:: RECORDS PROVIDED ::
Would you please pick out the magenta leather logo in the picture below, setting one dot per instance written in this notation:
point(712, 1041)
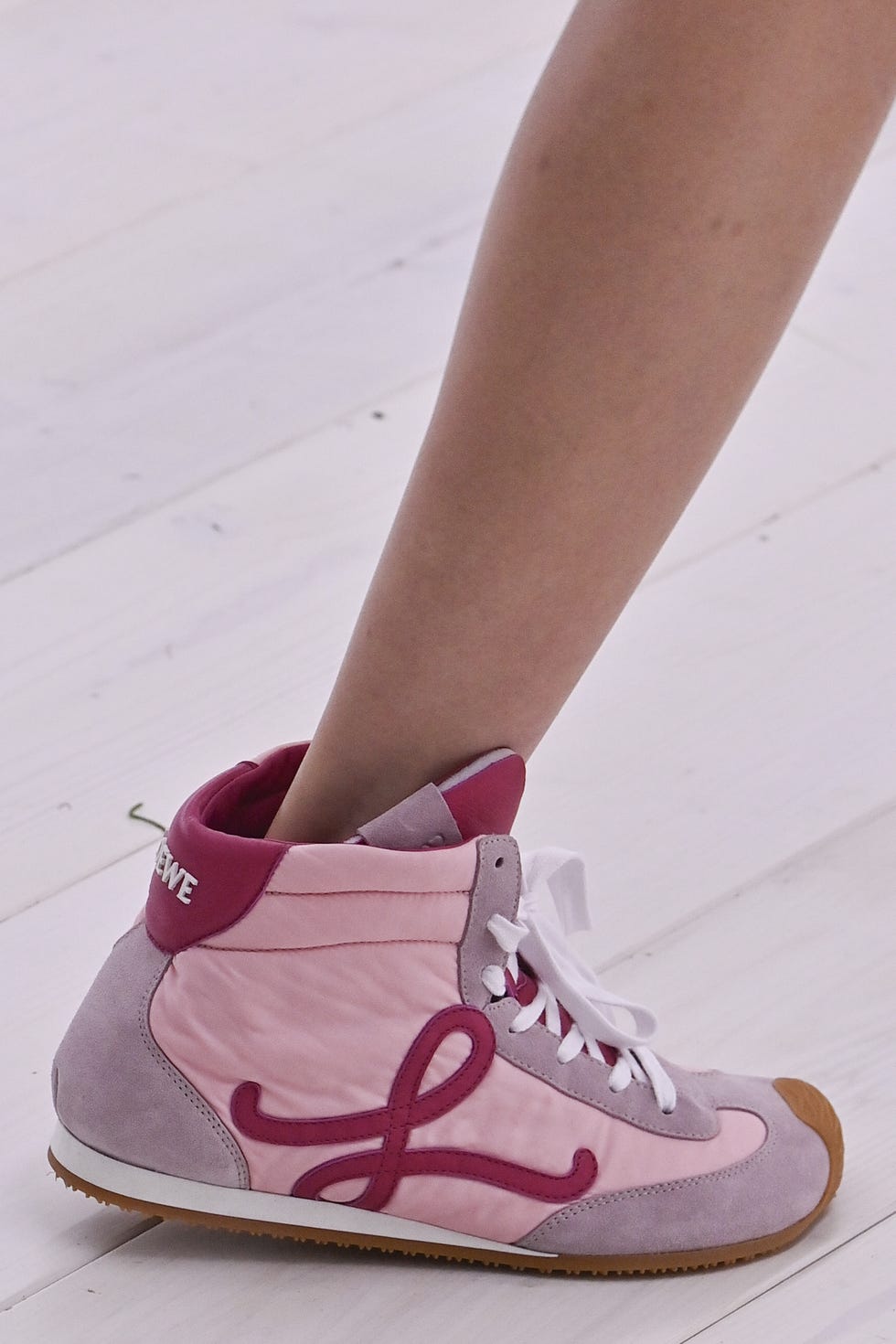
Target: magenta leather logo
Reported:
point(407, 1109)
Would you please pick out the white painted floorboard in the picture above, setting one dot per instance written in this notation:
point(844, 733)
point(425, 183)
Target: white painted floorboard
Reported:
point(232, 246)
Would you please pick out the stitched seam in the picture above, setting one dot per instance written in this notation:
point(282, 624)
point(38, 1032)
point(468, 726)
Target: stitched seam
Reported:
point(369, 891)
point(332, 946)
point(726, 1174)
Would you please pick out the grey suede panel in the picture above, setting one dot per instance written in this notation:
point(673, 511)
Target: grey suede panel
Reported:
point(774, 1189)
point(422, 821)
point(586, 1080)
point(119, 1093)
point(496, 890)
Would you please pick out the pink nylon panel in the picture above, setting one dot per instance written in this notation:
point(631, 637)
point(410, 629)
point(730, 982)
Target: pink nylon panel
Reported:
point(354, 867)
point(336, 917)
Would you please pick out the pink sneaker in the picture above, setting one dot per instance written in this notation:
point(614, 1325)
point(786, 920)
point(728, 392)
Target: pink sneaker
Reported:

:: AIM OF THE TASK ::
Show all lines above holding "seam".

:: RESPONSE TO THIS TASK ::
Would you please pick out the stitched seam in the picture above, setting one dot per instance written in this notation:
Target: stitched seam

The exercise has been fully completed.